#### EXERCISE INSTRUCTIONS:
Add 113 to every coordinate in the answer points, and write out everything in the data from the line containing "tag the dark storm cloud" down to the line containing "<point>248,96</point>", including both of those lines and the requests between them. Keep the coordinates in the requests and their sample formats unchanged.

#### EXERCISE MATERIAL:
::::::

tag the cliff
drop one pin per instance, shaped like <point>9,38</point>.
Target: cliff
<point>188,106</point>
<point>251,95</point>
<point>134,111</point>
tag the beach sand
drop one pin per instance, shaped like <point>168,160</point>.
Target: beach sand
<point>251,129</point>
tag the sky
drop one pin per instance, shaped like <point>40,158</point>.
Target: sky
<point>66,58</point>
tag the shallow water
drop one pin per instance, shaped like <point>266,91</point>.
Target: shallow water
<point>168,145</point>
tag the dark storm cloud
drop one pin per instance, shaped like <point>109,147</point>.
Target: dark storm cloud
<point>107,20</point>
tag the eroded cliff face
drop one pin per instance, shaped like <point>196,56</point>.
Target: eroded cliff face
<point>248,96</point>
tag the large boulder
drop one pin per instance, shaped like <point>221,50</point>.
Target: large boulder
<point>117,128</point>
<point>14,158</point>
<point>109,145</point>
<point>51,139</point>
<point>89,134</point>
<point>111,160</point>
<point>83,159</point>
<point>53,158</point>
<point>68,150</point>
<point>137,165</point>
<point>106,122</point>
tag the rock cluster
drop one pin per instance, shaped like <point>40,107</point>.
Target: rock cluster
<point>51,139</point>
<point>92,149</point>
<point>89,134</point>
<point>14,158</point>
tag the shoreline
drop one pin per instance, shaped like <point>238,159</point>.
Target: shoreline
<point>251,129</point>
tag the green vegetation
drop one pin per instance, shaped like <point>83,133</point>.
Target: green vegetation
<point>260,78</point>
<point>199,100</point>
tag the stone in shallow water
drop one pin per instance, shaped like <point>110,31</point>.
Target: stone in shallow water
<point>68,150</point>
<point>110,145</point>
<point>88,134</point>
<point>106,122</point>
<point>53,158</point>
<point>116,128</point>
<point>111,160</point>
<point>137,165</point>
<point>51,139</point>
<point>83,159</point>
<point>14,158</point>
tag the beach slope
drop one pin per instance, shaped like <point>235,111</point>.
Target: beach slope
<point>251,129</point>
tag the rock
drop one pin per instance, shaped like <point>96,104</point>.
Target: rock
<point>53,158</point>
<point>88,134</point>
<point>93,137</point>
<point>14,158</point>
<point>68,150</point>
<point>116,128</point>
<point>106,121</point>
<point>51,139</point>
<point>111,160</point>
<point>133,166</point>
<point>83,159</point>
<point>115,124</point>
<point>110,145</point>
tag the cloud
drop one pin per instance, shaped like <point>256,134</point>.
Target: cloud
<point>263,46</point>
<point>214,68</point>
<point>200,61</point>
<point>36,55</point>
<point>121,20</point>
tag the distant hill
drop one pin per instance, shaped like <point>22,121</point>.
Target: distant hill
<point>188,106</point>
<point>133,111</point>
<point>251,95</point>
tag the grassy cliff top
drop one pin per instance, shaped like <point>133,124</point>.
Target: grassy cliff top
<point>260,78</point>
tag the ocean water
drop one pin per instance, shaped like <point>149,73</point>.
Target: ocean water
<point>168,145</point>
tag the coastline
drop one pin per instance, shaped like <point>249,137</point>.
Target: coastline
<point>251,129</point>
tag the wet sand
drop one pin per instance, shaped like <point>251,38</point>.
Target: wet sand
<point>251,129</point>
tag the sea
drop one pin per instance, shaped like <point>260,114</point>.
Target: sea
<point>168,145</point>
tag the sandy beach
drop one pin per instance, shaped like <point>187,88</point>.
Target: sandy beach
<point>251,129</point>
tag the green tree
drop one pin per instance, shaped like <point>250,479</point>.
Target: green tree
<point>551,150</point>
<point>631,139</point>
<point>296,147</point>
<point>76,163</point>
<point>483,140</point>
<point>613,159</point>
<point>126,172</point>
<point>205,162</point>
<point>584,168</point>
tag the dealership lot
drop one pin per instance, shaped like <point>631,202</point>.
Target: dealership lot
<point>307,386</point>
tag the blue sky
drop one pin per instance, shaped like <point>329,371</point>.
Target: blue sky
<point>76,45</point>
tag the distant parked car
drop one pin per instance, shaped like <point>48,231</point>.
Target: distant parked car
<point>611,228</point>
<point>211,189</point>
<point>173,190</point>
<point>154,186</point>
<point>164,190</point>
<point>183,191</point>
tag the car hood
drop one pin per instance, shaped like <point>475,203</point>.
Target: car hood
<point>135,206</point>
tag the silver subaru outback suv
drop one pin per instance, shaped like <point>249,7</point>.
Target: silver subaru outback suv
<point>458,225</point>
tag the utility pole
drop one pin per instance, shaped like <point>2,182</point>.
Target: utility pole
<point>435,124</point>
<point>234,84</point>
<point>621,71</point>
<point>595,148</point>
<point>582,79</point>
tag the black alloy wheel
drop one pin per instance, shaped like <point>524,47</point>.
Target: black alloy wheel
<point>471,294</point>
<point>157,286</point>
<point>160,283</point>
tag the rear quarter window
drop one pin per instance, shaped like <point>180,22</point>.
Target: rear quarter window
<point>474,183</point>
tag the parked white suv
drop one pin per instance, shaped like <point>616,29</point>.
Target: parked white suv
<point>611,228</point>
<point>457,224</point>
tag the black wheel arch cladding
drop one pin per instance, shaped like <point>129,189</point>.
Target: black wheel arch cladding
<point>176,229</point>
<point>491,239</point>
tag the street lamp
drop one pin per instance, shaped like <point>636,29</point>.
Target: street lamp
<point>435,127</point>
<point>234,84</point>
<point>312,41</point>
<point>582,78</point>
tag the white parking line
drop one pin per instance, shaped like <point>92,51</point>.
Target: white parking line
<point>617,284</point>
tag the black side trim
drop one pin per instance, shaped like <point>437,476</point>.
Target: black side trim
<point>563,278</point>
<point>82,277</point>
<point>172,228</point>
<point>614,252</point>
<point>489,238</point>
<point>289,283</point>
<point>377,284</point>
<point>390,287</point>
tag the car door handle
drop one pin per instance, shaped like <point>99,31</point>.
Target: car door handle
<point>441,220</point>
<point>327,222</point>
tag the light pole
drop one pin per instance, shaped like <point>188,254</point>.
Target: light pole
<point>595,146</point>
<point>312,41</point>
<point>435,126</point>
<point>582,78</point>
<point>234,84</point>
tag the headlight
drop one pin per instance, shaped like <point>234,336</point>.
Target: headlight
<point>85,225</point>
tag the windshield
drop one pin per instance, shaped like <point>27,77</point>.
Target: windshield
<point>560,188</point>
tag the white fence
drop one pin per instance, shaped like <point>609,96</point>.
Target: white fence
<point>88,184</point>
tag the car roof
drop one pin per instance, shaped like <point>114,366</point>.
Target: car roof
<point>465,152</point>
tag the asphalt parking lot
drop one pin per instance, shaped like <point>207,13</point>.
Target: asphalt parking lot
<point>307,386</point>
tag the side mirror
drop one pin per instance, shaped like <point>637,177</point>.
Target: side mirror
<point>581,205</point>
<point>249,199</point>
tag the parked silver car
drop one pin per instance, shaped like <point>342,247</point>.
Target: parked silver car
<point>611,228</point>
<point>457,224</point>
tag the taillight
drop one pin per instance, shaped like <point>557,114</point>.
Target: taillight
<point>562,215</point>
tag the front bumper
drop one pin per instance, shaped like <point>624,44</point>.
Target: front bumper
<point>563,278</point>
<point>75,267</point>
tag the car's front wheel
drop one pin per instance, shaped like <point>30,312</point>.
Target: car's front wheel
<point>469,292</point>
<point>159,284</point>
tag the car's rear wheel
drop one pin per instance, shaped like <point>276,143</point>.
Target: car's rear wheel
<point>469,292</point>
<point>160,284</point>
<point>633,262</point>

::::::

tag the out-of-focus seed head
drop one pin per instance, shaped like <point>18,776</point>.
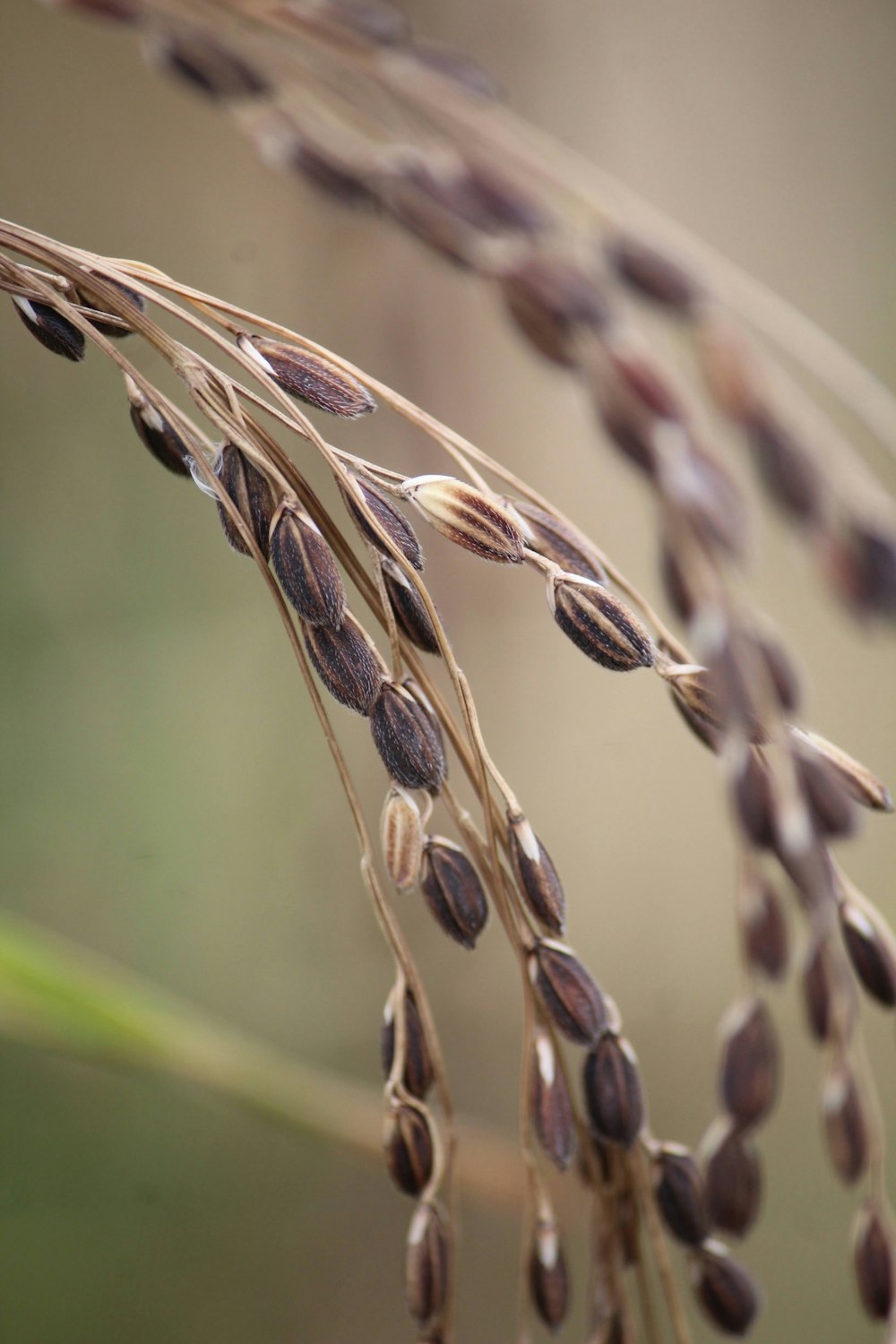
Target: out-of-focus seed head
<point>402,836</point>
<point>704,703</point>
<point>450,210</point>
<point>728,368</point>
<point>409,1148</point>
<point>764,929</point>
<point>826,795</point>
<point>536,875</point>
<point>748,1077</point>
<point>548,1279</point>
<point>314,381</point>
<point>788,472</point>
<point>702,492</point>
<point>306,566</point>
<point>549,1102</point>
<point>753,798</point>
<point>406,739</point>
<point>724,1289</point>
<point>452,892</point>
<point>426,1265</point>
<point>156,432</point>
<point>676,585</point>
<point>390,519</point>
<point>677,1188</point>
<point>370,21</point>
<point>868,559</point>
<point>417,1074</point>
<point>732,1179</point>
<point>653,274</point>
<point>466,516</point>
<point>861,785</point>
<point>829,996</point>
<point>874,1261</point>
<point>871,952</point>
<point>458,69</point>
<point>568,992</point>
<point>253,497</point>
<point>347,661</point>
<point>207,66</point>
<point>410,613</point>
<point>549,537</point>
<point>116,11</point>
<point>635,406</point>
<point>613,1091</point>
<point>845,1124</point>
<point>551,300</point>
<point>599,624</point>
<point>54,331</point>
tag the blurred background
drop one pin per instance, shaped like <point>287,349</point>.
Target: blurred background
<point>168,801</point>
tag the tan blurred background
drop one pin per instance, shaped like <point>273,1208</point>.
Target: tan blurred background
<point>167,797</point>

::::::

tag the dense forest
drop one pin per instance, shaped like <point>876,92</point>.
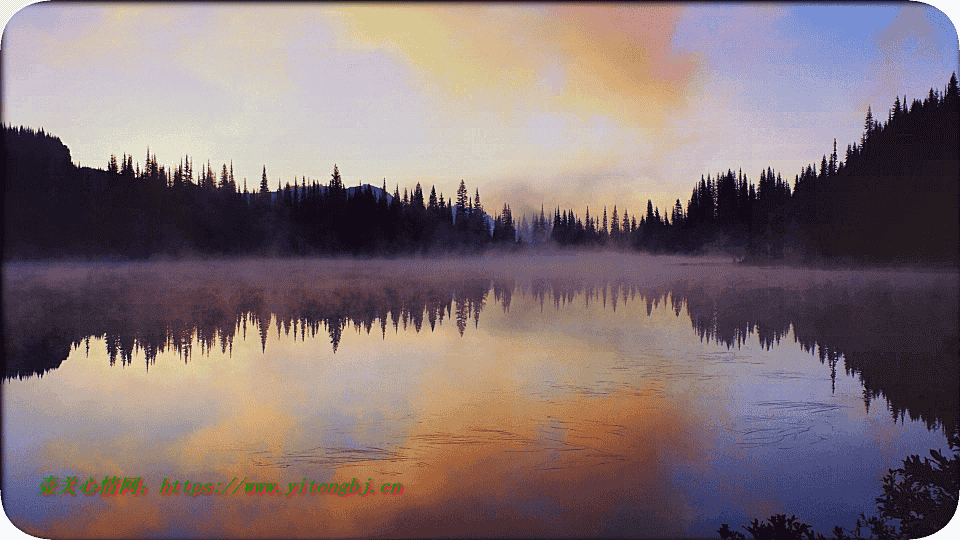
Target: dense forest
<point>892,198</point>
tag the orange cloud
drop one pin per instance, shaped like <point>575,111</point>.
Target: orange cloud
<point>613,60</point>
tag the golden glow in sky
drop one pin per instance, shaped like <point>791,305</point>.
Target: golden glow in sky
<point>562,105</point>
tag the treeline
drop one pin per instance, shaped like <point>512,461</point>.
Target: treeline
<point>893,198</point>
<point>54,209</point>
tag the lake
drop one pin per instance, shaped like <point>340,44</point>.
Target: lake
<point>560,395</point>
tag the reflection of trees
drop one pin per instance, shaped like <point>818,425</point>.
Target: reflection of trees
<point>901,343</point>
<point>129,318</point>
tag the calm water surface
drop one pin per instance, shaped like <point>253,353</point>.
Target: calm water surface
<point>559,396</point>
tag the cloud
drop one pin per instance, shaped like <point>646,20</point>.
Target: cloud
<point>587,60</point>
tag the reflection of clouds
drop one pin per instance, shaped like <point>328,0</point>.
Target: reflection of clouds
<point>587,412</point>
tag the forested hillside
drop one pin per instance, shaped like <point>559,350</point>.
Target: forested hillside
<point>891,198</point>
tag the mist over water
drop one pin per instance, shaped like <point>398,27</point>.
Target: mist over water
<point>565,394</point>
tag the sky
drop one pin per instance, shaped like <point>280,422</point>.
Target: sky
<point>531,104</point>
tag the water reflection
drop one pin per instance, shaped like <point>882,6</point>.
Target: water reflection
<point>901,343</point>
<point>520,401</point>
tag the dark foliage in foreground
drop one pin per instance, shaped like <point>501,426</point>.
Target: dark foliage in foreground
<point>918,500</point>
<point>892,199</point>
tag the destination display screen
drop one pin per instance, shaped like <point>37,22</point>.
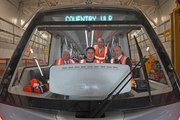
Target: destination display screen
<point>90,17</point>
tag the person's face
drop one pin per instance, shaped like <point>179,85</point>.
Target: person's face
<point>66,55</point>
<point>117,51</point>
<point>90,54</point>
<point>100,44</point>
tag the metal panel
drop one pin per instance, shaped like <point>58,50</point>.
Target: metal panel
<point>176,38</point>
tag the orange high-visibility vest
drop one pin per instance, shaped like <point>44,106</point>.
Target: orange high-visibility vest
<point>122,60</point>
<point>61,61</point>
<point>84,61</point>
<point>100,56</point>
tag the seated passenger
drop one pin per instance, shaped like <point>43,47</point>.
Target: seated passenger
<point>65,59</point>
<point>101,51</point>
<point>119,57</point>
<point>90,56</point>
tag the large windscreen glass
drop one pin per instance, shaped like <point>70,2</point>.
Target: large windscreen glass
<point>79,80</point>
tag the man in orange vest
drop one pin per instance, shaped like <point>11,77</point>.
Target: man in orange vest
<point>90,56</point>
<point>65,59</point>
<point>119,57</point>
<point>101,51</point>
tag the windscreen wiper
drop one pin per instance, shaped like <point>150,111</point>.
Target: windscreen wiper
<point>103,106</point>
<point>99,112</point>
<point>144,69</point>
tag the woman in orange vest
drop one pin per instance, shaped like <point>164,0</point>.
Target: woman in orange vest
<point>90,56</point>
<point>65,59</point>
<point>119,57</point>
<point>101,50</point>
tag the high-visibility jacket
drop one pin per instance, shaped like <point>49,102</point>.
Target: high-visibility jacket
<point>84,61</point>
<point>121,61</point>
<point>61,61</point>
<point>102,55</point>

::::::

#### RESULT OF THE TASK:
tag the dark storm cloud
drop one pin per instance, shaped like <point>109,147</point>.
Target: dark storm cloud
<point>220,133</point>
tag the eroded cliff face
drop one pin per instance, shaped like <point>196,56</point>.
Target: eroded cliff face
<point>361,209</point>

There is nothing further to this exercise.